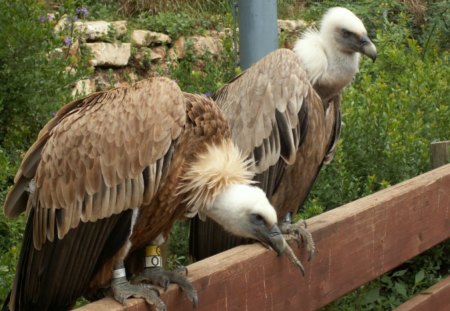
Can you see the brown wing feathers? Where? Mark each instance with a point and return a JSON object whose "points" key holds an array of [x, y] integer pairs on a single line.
{"points": [[271, 109], [97, 159]]}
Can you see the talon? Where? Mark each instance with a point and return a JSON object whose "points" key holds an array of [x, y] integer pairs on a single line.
{"points": [[122, 289], [159, 276], [298, 232], [291, 255]]}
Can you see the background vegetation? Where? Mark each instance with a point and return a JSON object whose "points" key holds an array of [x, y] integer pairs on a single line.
{"points": [[393, 110]]}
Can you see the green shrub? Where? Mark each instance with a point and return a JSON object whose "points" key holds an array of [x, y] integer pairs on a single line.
{"points": [[35, 83]]}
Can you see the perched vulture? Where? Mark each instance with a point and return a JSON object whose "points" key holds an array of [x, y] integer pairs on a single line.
{"points": [[284, 114], [109, 175]]}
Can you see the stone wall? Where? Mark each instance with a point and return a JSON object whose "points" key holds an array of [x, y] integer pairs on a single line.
{"points": [[121, 55]]}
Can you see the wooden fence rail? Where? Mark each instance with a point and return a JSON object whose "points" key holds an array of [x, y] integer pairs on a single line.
{"points": [[356, 243]]}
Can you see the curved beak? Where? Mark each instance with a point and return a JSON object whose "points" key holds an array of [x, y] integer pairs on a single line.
{"points": [[367, 48], [272, 237]]}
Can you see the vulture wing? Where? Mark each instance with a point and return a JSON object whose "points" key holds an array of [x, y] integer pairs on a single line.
{"points": [[265, 107], [278, 119], [98, 159]]}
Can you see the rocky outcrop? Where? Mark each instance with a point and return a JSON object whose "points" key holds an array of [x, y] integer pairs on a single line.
{"points": [[143, 38], [103, 41], [109, 54]]}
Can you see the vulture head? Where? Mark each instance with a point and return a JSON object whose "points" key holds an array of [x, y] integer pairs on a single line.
{"points": [[346, 32], [245, 211], [218, 186], [331, 54]]}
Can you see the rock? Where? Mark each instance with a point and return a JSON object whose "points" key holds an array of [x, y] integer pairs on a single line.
{"points": [[62, 24], [91, 31], [291, 25], [109, 54], [178, 51], [142, 38], [202, 45], [83, 88], [96, 30], [120, 27], [158, 53]]}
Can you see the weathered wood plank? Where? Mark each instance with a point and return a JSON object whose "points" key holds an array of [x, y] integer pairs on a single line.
{"points": [[356, 243], [436, 298]]}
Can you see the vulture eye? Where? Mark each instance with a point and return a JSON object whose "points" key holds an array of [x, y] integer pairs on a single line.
{"points": [[257, 219], [346, 33]]}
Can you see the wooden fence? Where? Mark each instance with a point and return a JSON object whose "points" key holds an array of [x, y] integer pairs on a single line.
{"points": [[356, 243]]}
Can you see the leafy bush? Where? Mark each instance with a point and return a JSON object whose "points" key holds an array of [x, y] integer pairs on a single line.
{"points": [[35, 83]]}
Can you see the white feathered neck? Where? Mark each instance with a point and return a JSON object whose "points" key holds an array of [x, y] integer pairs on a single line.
{"points": [[328, 67], [220, 166]]}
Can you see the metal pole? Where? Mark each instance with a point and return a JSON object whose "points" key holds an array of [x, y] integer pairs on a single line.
{"points": [[258, 32]]}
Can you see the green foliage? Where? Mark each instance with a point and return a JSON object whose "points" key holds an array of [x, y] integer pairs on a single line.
{"points": [[181, 23], [35, 83], [204, 74], [393, 288], [394, 109]]}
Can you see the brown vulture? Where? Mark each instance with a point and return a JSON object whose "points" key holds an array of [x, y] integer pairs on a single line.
{"points": [[284, 114], [109, 175]]}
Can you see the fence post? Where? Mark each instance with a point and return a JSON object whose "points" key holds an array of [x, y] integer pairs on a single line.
{"points": [[258, 32], [440, 153]]}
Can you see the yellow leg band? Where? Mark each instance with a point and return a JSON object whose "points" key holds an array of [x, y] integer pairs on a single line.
{"points": [[152, 250]]}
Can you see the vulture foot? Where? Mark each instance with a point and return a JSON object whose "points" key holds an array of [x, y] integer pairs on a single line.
{"points": [[293, 258], [298, 231], [159, 276], [122, 289]]}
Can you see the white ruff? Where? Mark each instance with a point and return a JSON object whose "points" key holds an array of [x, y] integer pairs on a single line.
{"points": [[220, 166]]}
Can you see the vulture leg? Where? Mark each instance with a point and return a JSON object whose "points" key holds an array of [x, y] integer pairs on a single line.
{"points": [[155, 274], [298, 231], [123, 289], [159, 276]]}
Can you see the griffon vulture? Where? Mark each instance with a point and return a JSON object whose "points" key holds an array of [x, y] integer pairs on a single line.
{"points": [[284, 113], [109, 175]]}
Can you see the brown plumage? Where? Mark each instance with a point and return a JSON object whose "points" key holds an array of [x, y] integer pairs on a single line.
{"points": [[278, 120], [113, 164], [284, 113]]}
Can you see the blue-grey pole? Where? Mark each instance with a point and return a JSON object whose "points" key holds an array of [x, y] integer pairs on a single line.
{"points": [[258, 32]]}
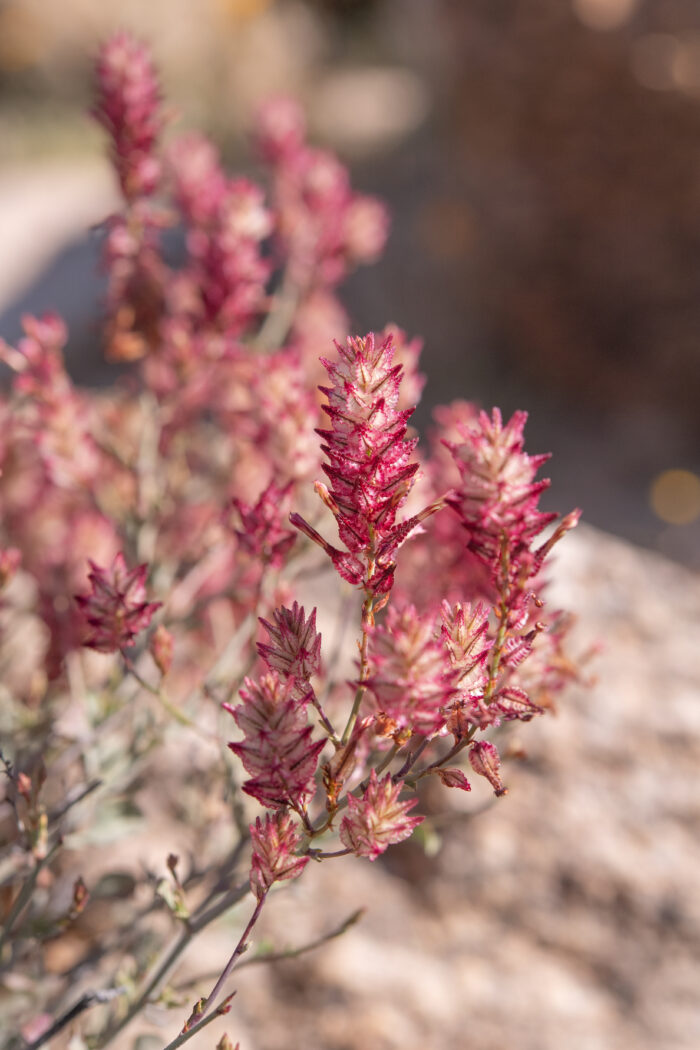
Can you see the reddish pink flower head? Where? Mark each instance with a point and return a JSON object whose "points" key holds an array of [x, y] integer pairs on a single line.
{"points": [[411, 676], [378, 819], [294, 649], [369, 463], [115, 610], [261, 532], [277, 750], [275, 840]]}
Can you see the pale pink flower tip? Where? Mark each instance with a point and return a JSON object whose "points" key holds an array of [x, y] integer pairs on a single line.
{"points": [[411, 675], [129, 108], [275, 840], [368, 465], [378, 819], [115, 610], [486, 761], [294, 648]]}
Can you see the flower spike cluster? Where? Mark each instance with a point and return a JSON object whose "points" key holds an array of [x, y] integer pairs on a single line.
{"points": [[294, 649], [115, 610], [369, 463], [497, 501]]}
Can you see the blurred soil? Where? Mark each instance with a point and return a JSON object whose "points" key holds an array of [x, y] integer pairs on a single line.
{"points": [[565, 915]]}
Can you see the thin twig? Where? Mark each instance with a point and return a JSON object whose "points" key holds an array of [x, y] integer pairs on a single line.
{"points": [[197, 1016], [25, 893], [84, 1003], [193, 926], [187, 1033]]}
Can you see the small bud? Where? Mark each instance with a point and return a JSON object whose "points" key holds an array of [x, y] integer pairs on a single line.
{"points": [[486, 761], [226, 1044], [24, 786], [161, 649]]}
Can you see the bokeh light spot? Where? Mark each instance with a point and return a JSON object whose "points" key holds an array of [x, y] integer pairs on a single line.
{"points": [[605, 14], [675, 497]]}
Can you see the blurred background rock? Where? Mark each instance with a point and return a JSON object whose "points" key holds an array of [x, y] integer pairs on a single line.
{"points": [[542, 159]]}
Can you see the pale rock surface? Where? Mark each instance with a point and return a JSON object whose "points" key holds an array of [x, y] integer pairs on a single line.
{"points": [[563, 917]]}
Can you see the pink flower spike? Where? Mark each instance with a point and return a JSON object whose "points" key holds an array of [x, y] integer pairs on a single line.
{"points": [[368, 463], [129, 109], [411, 677], [486, 761], [275, 840], [294, 648], [277, 750], [115, 611], [378, 819]]}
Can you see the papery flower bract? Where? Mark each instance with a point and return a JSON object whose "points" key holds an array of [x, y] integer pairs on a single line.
{"points": [[275, 840], [464, 632], [411, 677], [277, 750], [369, 463], [378, 819], [115, 611], [497, 500], [294, 647], [486, 761]]}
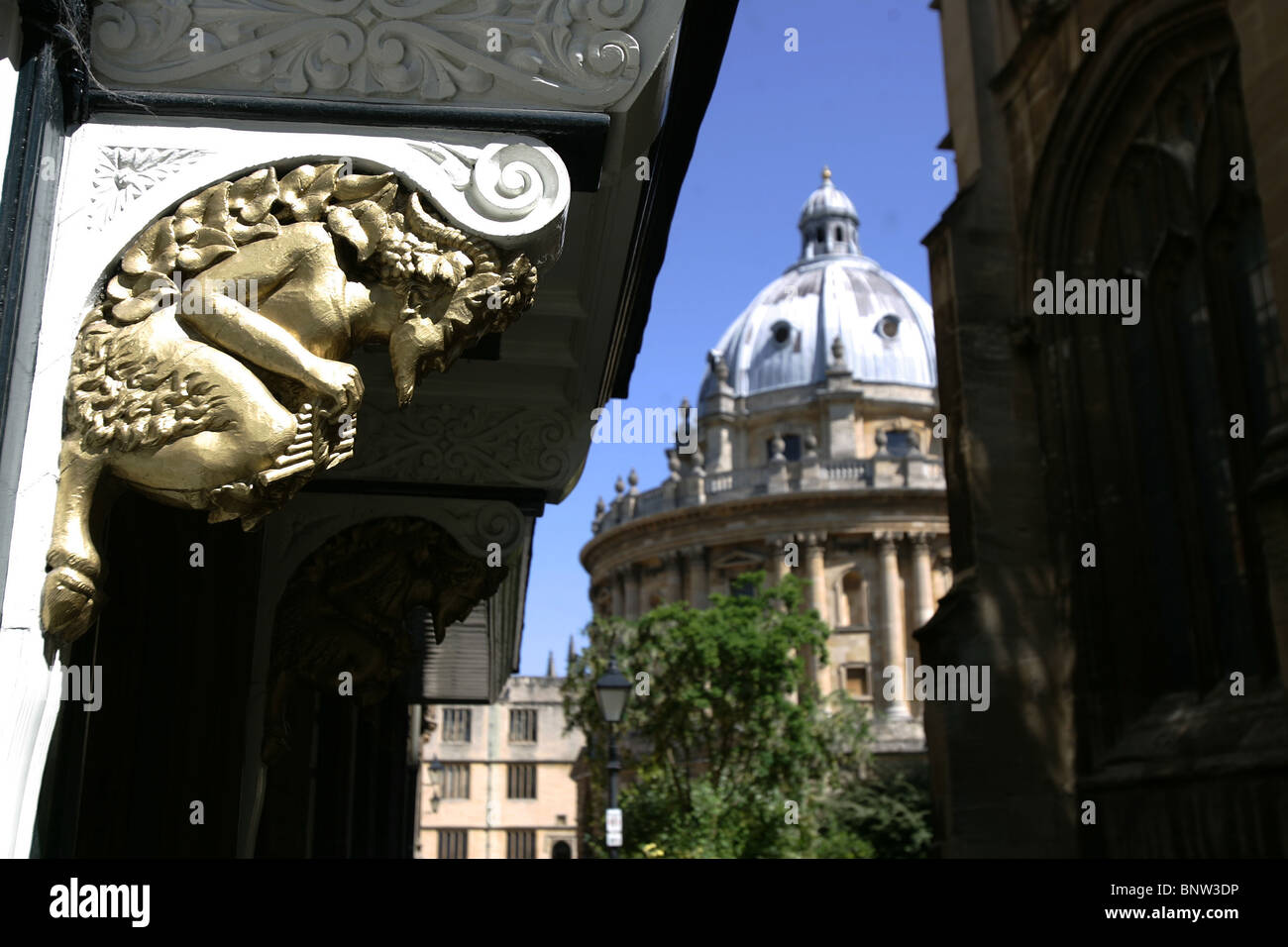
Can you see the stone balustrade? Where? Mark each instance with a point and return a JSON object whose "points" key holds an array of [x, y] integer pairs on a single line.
{"points": [[695, 487]]}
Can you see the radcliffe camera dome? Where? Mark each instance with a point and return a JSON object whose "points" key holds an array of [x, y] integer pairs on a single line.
{"points": [[787, 335]]}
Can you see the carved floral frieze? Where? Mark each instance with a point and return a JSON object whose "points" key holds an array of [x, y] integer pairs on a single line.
{"points": [[574, 53]]}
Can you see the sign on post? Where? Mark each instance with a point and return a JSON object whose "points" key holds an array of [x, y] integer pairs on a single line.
{"points": [[613, 827]]}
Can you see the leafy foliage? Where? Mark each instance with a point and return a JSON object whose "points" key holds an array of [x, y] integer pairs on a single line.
{"points": [[729, 758]]}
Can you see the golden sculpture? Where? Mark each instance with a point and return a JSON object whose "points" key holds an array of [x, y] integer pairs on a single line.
{"points": [[188, 394]]}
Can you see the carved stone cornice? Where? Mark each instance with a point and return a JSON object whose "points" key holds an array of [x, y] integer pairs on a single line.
{"points": [[553, 53], [475, 445]]}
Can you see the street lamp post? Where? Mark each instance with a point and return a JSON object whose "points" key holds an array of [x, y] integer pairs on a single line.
{"points": [[610, 692], [436, 783]]}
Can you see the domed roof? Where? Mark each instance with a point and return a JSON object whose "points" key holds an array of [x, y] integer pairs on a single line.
{"points": [[827, 200], [787, 334]]}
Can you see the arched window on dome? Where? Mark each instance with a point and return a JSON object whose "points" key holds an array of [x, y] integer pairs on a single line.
{"points": [[853, 600], [791, 447]]}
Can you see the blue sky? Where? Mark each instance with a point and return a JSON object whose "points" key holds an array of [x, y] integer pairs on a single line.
{"points": [[863, 94]]}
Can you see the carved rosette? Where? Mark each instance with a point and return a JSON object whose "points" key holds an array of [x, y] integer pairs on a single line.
{"points": [[125, 172]]}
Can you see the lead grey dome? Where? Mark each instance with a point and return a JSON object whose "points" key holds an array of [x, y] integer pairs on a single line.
{"points": [[785, 338]]}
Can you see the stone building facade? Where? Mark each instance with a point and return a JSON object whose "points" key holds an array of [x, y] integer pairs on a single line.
{"points": [[1116, 480], [505, 789], [812, 453], [308, 549]]}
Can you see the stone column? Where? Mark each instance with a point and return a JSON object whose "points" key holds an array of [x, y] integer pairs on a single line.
{"points": [[616, 583], [674, 577], [777, 567], [631, 582], [923, 592], [892, 621], [696, 560], [815, 545]]}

----------------------------------------

Work required
Would you print the line containing "Can you see the stone column?" and every line after it up to the end of the listing above, exactly, and nothing else?

Written answer
Can you see the stone column? Where? Mark each instance with a point and return a JSON object whose "points" key holds an array of [x, y] integer pairs on a single line.
{"points": [[616, 583], [674, 577], [777, 567], [631, 582], [923, 592], [892, 621], [696, 560], [815, 545]]}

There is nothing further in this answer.